• [What to work on] Reproduce the whole listing, keeping each word unchanged.

• [Exercise materials]
*** Begin section ***

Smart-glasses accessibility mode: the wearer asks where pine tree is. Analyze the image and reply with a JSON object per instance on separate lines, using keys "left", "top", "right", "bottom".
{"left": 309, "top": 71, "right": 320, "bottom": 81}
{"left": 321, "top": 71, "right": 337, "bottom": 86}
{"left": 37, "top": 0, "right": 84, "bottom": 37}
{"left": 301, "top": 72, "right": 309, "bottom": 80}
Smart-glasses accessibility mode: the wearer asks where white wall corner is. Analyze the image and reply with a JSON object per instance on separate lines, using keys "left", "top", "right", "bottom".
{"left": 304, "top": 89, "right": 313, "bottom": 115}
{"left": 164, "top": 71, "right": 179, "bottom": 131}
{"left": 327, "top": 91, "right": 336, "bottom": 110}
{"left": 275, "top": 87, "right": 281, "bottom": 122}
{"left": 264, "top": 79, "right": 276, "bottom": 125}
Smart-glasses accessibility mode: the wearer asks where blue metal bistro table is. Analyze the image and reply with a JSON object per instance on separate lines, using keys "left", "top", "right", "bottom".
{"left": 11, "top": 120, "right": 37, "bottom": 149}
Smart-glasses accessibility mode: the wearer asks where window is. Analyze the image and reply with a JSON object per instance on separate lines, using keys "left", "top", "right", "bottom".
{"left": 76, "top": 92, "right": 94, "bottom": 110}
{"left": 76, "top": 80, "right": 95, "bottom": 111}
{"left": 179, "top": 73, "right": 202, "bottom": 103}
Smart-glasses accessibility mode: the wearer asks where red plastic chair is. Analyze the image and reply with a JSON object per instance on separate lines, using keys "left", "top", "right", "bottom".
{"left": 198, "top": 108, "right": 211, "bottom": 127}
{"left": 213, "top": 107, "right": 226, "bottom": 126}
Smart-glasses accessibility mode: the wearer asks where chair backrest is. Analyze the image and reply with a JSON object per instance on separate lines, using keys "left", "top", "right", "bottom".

*** End section ***

• [Answer to this exercise]
Smart-glasses accessibility mode: the wearer asks where pine tree is. Analyze the image and reply with a JSON object per instance on separate lines, using keys "left", "top", "right", "bottom".
{"left": 309, "top": 71, "right": 320, "bottom": 81}
{"left": 321, "top": 71, "right": 337, "bottom": 86}
{"left": 37, "top": 0, "right": 84, "bottom": 37}
{"left": 301, "top": 72, "right": 309, "bottom": 80}
Smart-glasses accessibility mode: the wearer asks where white wall corner is. Analyze the image and reply with a JSON object per instance on separate lines, using keys "left", "top", "right", "bottom".
{"left": 304, "top": 89, "right": 313, "bottom": 115}
{"left": 164, "top": 71, "right": 179, "bottom": 131}
{"left": 327, "top": 91, "right": 336, "bottom": 110}
{"left": 275, "top": 87, "right": 281, "bottom": 122}
{"left": 264, "top": 79, "right": 276, "bottom": 125}
Smart-glasses accessibility mode: the wearer asks where blue metal bistro table is. Analyze the image and reply with a JSON object per instance on separate lines, using keys "left", "top", "right", "bottom".
{"left": 11, "top": 120, "right": 37, "bottom": 149}
Smart-glasses accessibility mode: the wearer asks where window is. Analyze the image and reply with a JSON object per instance on separate lines, using keys "left", "top", "right", "bottom".
{"left": 76, "top": 92, "right": 94, "bottom": 110}
{"left": 76, "top": 80, "right": 95, "bottom": 111}
{"left": 179, "top": 73, "right": 202, "bottom": 103}
Smart-glasses accessibility mode: the wearer asks where red plastic chair is. Analyze the image and reply with a JSON object per instance on separate lines, using keys "left", "top", "right", "bottom".
{"left": 198, "top": 108, "right": 211, "bottom": 127}
{"left": 213, "top": 107, "right": 226, "bottom": 126}
Smart-glasses accessibility mode: the wearer asks where chair backrest is. Analyze the image and reply with a JSON object per instance on separate lines, using keys "left", "top", "right", "bottom".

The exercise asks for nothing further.